__THE TASK__
Extend the commentary on the office building market below by a few paragraphs, starting right after its last sentence.

__DOCUMENT EXCERPT__
The poor, old office building market has taken a pretty good beating over the last three years.

Since 2000, office vacancies have risen steeply while rates have plummeted. Yet, 2004 will mark the beginning of a gradual improvement in office leasing that will benefit many owners who are positioned to react to the opportunities that will present themselves over the next several months.

Tenant activity has begun to increase as leases signed in the boom years of 1999 and 2000 roll over. Many users today utilize their space differently from when they originally signed their leases several years ago. Some need more space while most are looking to consolidate into more efficient and flexible floor layouts and shorter lease terms. The desire for efficiency and lower costs will drive tenants into the market to find the best space alternatives to meet the challenges of their new business models.

Companies that have stable long-term space needs recognize that locking in their leases at today’s low rates for longer terms makes good business sense. But many businesses, especially young companies and technology companies, are less confident of their ability to predict their long-term needs and are looking to maintain as much flexibility as possible when negotiating their next lease.

So who’s going to invest new capital in market conditions like this? Well, clearly the retail and multifamily sectors are the darlings of the investment community these days. The result is that prices for strip centers and apartment communities are getting bid up by REITS, pension funds and 1031 buyers in frenzied bidding wars. Expected returns are being squeezed razor thin as investors stretch every assumption to be as competitive as possible when bidding for properties in this environment. We are also clearly seeing premium prices being paid for well-leased commercial buildings with strong credit tenants with good term remaining in the rent roll. Last year’s sale of the Back Bay Hancock properties and the recent sale of State Street Financial Center, as well as the sale of 1414 Massachusetts Ave. and 1 Brattle Square in Cambridge have all broken records when it comes to aggregate pricing. But all of those records aren’t helping the empty buildings out there where values have been clobbered by the deteriorating market fundamentals that we are all tired of talking about.

__RECORDS SHOWN__
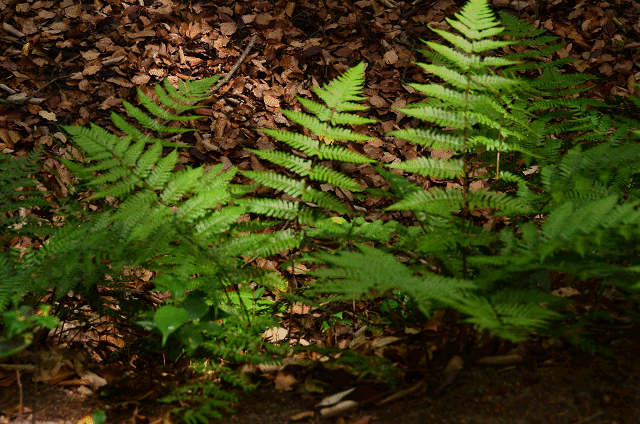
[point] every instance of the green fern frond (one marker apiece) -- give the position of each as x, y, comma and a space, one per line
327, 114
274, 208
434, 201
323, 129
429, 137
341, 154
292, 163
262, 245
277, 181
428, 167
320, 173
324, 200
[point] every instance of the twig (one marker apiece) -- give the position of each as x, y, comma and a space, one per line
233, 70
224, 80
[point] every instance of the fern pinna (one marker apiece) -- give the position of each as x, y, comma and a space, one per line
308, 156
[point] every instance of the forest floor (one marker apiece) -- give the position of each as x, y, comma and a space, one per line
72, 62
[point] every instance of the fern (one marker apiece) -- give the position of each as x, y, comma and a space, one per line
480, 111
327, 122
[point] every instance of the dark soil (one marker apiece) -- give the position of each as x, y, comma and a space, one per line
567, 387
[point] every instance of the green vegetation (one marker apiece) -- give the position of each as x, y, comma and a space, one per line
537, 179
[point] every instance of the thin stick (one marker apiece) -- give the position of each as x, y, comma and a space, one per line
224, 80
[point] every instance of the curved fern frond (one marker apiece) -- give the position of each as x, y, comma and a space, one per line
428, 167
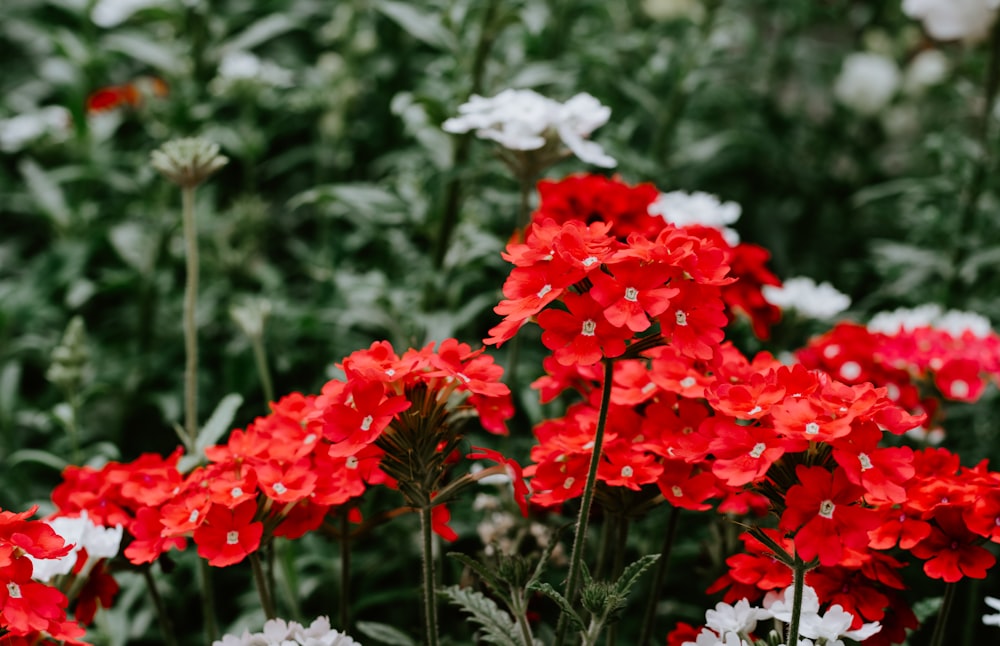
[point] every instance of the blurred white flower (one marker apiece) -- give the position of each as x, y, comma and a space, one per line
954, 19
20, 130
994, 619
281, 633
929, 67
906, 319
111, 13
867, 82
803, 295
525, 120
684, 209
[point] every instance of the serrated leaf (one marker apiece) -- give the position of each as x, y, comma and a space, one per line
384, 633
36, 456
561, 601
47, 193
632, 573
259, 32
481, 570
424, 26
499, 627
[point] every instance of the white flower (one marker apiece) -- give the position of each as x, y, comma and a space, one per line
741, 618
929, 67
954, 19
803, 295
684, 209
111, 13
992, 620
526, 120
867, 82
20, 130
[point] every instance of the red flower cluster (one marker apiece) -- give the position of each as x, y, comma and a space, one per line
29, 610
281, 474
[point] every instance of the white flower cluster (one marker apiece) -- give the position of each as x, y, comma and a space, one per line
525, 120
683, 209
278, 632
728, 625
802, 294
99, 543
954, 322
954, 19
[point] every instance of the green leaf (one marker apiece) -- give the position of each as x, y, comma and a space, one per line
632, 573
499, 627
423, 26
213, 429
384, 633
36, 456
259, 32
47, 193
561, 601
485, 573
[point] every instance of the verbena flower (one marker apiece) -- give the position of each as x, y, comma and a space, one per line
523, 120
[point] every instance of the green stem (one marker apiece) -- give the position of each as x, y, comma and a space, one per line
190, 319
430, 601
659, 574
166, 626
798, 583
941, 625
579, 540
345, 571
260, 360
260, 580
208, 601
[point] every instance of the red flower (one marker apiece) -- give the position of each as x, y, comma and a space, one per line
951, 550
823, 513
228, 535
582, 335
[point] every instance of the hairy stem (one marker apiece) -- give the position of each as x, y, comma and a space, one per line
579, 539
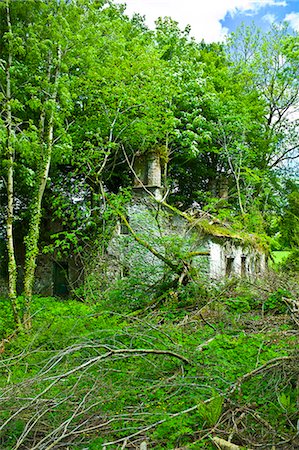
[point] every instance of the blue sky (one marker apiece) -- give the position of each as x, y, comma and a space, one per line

__RIGHT ANSWER__
Well actually, when you dig in and sort out the numbers, things might not really be that bad. The unprecedented negative absorption we’ve seen in the office sector for the last four years has moderated dramatically. In fact, depending on whose research you care to use, some submarkets even in the suburbs have experienced positive growth since the final quarter of 2003. And the flight to quality phenomenon is alive and well with rents firming up in the best high-rise space downtown. The expected pricing for partially tenanted and empty office buildings has fallen as expectations about a quick recovery in the office market have been moderated by the “jobless recovery.”

Much of the embedded value in empty office buildings today is in the quality and reuse potential of the existing tenant improvements. You just can’t afford to do deals today and be competitive unless you can keep the tenant improvement costs to a minimum. Also, location is as important as it has always been, although many of the best locations like Waltham and East Cambridge have experienced the greatest pain this time around.

If you can provide new tenants with good space cheap, you have a formula for success. If you can be flexible and offer “as is” deals for a two- or three-year term, you have a better chance of getting empty space filled and being in a position to benefit from increasing rents when the market improves in the next few years.

Today’s depressed prices also insure that new acquisitions of empty office buildings will be priced well-below replacement costs. One of the key issues with purchasing these buildings is that they are difficult to finance since there is no cash flow in place to service the debt and pay fixed expenses. One solution is to identify partially tenanted buildings that can provide some cash flow now and also have upside potential in the lease-up of the vacant space.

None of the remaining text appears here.